## Requirements
Restate the full set of records exactly, without adding or dropping a word.
+++ Given records +++
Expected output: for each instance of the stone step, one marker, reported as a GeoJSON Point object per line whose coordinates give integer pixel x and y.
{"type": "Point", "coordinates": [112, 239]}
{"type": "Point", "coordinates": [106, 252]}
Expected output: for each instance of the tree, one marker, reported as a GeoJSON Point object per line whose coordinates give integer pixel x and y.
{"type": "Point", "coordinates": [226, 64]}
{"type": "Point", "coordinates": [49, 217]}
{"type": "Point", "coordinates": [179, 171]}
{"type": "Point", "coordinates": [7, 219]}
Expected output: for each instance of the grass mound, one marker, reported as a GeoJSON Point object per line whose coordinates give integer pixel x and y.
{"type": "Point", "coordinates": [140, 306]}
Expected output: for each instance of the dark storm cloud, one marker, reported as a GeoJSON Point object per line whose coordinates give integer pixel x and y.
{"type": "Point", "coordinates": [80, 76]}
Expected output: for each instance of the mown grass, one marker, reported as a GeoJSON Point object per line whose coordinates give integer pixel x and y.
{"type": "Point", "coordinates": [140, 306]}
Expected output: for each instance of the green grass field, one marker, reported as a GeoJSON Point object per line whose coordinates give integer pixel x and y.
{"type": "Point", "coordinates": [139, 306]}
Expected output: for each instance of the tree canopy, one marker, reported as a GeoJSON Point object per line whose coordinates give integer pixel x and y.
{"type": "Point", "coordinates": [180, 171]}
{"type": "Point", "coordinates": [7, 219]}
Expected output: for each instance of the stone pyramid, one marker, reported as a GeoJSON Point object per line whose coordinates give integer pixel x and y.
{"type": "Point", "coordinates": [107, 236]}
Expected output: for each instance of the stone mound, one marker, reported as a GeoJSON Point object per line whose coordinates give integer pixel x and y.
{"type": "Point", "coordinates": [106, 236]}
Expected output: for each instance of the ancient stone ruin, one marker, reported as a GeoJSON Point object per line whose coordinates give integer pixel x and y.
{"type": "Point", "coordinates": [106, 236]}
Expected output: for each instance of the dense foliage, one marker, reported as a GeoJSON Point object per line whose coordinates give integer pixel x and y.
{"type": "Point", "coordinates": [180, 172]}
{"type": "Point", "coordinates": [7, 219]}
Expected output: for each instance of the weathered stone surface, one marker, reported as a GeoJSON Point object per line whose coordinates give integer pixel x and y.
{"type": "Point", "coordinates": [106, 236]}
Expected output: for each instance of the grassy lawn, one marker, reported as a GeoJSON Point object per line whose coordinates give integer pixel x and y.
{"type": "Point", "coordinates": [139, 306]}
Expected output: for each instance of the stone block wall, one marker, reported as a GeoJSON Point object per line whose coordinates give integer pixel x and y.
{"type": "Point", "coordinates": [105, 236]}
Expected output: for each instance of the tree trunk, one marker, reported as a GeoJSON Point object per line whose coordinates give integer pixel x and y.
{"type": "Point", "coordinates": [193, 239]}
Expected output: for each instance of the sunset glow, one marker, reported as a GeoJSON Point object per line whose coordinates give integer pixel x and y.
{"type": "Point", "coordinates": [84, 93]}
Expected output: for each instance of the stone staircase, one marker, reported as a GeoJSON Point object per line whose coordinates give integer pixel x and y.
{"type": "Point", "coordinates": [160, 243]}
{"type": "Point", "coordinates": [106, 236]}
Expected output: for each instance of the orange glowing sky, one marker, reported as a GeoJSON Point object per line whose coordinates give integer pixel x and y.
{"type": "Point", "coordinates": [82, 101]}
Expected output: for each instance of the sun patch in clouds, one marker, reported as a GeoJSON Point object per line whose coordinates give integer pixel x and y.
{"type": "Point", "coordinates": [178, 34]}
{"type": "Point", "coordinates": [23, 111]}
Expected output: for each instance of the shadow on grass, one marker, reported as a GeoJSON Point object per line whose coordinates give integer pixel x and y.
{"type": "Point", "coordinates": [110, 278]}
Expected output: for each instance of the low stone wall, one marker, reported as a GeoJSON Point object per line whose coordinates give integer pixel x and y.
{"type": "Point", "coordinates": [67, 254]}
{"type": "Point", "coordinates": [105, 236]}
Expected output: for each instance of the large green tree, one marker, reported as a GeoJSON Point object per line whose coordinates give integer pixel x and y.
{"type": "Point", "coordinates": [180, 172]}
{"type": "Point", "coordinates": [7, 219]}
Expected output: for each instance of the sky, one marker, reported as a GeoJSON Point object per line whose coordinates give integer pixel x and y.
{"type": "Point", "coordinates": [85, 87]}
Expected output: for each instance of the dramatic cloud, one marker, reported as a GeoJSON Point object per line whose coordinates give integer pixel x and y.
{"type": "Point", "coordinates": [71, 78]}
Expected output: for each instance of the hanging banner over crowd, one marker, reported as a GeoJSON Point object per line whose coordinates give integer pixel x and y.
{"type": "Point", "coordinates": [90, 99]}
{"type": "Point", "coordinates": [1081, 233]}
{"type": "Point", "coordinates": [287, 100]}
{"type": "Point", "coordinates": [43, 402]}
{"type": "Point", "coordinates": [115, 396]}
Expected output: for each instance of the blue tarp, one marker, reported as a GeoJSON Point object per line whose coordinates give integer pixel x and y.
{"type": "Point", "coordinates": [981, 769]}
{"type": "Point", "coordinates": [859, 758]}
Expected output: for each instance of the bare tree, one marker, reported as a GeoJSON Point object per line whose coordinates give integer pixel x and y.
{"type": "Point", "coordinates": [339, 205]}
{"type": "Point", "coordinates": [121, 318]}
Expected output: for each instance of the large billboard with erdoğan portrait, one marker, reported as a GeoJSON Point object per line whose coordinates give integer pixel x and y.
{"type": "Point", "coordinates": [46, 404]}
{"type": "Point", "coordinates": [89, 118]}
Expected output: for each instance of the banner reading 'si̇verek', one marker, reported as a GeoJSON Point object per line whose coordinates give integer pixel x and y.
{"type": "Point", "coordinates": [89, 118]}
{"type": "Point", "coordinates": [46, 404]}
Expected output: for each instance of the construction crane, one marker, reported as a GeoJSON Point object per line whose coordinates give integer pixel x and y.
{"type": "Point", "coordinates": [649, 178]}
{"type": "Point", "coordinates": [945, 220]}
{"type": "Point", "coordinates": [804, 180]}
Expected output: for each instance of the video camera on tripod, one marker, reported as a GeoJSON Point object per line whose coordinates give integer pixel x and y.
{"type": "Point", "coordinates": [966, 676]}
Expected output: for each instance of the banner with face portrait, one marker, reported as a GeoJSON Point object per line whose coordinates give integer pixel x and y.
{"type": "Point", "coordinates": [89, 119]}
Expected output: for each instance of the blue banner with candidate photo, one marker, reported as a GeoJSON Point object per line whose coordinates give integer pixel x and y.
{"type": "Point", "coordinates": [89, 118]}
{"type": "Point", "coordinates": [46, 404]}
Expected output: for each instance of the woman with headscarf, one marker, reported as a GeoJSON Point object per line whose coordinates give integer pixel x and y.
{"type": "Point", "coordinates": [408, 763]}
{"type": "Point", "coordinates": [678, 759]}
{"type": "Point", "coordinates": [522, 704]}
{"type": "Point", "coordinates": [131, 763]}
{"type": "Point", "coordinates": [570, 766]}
+++
## Response to this task
Expected output: for each instance of the stone step, one marker, reported as a GeoJSON Point object per line whose coordinates give integer pixel x and y.
{"type": "Point", "coordinates": [112, 239]}
{"type": "Point", "coordinates": [106, 252]}
Expected output: for each instance of the tree, one marker, reported as a GeoJSON Point object per line whose coordinates give integer pixel x and y.
{"type": "Point", "coordinates": [226, 64]}
{"type": "Point", "coordinates": [49, 217]}
{"type": "Point", "coordinates": [179, 171]}
{"type": "Point", "coordinates": [7, 219]}
Expected output: for each instance of the grass mound, one marker, reported as a GeoJSON Point object per line whose coordinates give integer pixel x and y.
{"type": "Point", "coordinates": [140, 306]}
Expected output: for each instance of the dark storm cloud, one marker, reported as a GeoJSON Point object per line whose coordinates give integer pixel x and y.
{"type": "Point", "coordinates": [80, 76]}
Expected output: for each instance of the mown grass, one marker, reported as a GeoJSON Point object per line whose coordinates give integer pixel x and y.
{"type": "Point", "coordinates": [140, 306]}
Expected output: for each instance of the green grass field, one marker, reported as a GeoJSON Point object per line whose coordinates give integer pixel x and y.
{"type": "Point", "coordinates": [139, 306]}
Expected output: for each instance of the tree canopy, one marker, reported as a GeoJSON Point object per line whose coordinates give integer pixel x and y.
{"type": "Point", "coordinates": [180, 171]}
{"type": "Point", "coordinates": [7, 219]}
Expected output: for each instance of the stone pyramid, one marker, reported as a GeoJSON Point object per line whose coordinates give integer pixel x and y.
{"type": "Point", "coordinates": [107, 236]}
Expected output: for each instance of the stone mound, one marker, reported as a GeoJSON Point object per line whose coordinates give integer pixel x and y.
{"type": "Point", "coordinates": [106, 236]}
Expected output: for each instance of the ancient stone ruin, one marker, reported as a GeoJSON Point object per line whose coordinates give integer pixel x and y.
{"type": "Point", "coordinates": [106, 236]}
Expected output: for each instance of the dense foliage, one marker, reported as a GeoJSON Point object per line whose coordinates give integer pixel x and y.
{"type": "Point", "coordinates": [180, 172]}
{"type": "Point", "coordinates": [7, 219]}
Expected output: for each instance of the weathered stone surface, one marker, reported as a GeoJSON Point object per line whose coordinates give integer pixel x and y.
{"type": "Point", "coordinates": [106, 236]}
Expected output: for each instance of the grassy lawn, one marker, reported as a GeoJSON Point object per line whose coordinates give integer pixel x and y.
{"type": "Point", "coordinates": [139, 306]}
Expected output: for each instance of the stone block wall, one marker, reported as a GeoJSON Point object per line whose coordinates give integer pixel x and y.
{"type": "Point", "coordinates": [105, 236]}
Expected output: for each instance of the tree trunk, one marker, reported as a GeoJSON Point object per line whose coordinates give integer pixel x and y.
{"type": "Point", "coordinates": [193, 239]}
Expected output: for each instance of the sunset glow, one marker, reported as a GeoJSON Point object per line whose coordinates give integer pixel x and y.
{"type": "Point", "coordinates": [84, 93]}
Expected output: for each instance of the stone staircase, one marker, reported as a GeoJSON Point object per line whose coordinates give integer pixel x and y.
{"type": "Point", "coordinates": [160, 243]}
{"type": "Point", "coordinates": [106, 236]}
Expected output: for each instance of the orange glowing sky, one marker, reported as a GeoJSON Point object per line whose coordinates give integer pixel x and y.
{"type": "Point", "coordinates": [82, 101]}
Expected output: for each instance of the sun patch in clouds, one marker, reported as a GeoJSON Point object per line whose coordinates give integer pixel x and y.
{"type": "Point", "coordinates": [178, 34]}
{"type": "Point", "coordinates": [23, 111]}
Expected output: for each instance of the shadow on grass, one marker, reported as a GeoJSON Point object per line whose coordinates give integer pixel x and y.
{"type": "Point", "coordinates": [110, 278]}
Expected output: for each instance of the low stone wall, one marker, reported as a GeoJSON Point object per line whose coordinates give integer pixel x and y.
{"type": "Point", "coordinates": [67, 254]}
{"type": "Point", "coordinates": [105, 236]}
Expected output: for each instance of the large green tree, one marker, reported as a GeoJSON Point object per line whose coordinates give integer pixel x and y.
{"type": "Point", "coordinates": [180, 172]}
{"type": "Point", "coordinates": [7, 219]}
Expected output: for each instance of the sky, one marker, reported as a GeoJSON Point object per line whose coordinates give integer pixel x and y.
{"type": "Point", "coordinates": [85, 87]}
Expected output: for each instance of the dramatic cloud, one marker, reported as a GeoJSON Point object per line whose coordinates give integer pixel x and y.
{"type": "Point", "coordinates": [71, 78]}
Expected output: for each instance of the hanging banner over crowd, one marker, reported as a GeoJSON Point object per line whose coordinates give integer pixel x and y.
{"type": "Point", "coordinates": [90, 99]}
{"type": "Point", "coordinates": [1081, 233]}
{"type": "Point", "coordinates": [287, 100]}
{"type": "Point", "coordinates": [43, 402]}
{"type": "Point", "coordinates": [115, 396]}
Expected output: for each instance of the blue tarp, one marker, reported as a GeoJSON Point object per line whose coordinates give integer pixel x and y.
{"type": "Point", "coordinates": [981, 769]}
{"type": "Point", "coordinates": [859, 758]}
Expected output: for each instance of the bare tree, one marker, reported as a GeoJSON Point object per line whose coordinates give integer pixel x and y.
{"type": "Point", "coordinates": [339, 205]}
{"type": "Point", "coordinates": [121, 318]}
Expected output: for each instance of the large billboard with erdoğan portrait, one marker, reported as a GeoJSON Point object per line whose coordinates give integer pixel x and y.
{"type": "Point", "coordinates": [46, 404]}
{"type": "Point", "coordinates": [89, 118]}
Expected output: for each instance of the banner reading 'si̇verek', one marker, reported as a GeoJSON Point object per line whose coordinates give integer pixel x and y.
{"type": "Point", "coordinates": [89, 118]}
{"type": "Point", "coordinates": [46, 404]}
Expected output: for each instance of the construction crane, one marker, reported as a GeoJSON Point object per line whose coordinates give integer pixel x and y.
{"type": "Point", "coordinates": [649, 178]}
{"type": "Point", "coordinates": [945, 220]}
{"type": "Point", "coordinates": [804, 180]}
Expected output: for each instance of the video camera on tripod, one marker, reported as a GeoJSON Point object per line whose coordinates give integer pixel x and y.
{"type": "Point", "coordinates": [966, 676]}
Expected output: for each instance of the banner with face portrait, one marker, reported as a GeoJSON Point object per line whose coordinates give integer pixel x and y.
{"type": "Point", "coordinates": [89, 119]}
Expected output: for each instance of the blue banner with candidate photo, one marker, reported as a GeoJSON Point object per line whose coordinates give integer pixel x and y.
{"type": "Point", "coordinates": [89, 118]}
{"type": "Point", "coordinates": [46, 404]}
Expected output: for each instance of the woman with headscarf, one marker, reported as a GeoJSON Point object per line whose coordinates give integer pixel x and y.
{"type": "Point", "coordinates": [408, 763]}
{"type": "Point", "coordinates": [678, 759]}
{"type": "Point", "coordinates": [522, 704]}
{"type": "Point", "coordinates": [131, 763]}
{"type": "Point", "coordinates": [570, 766]}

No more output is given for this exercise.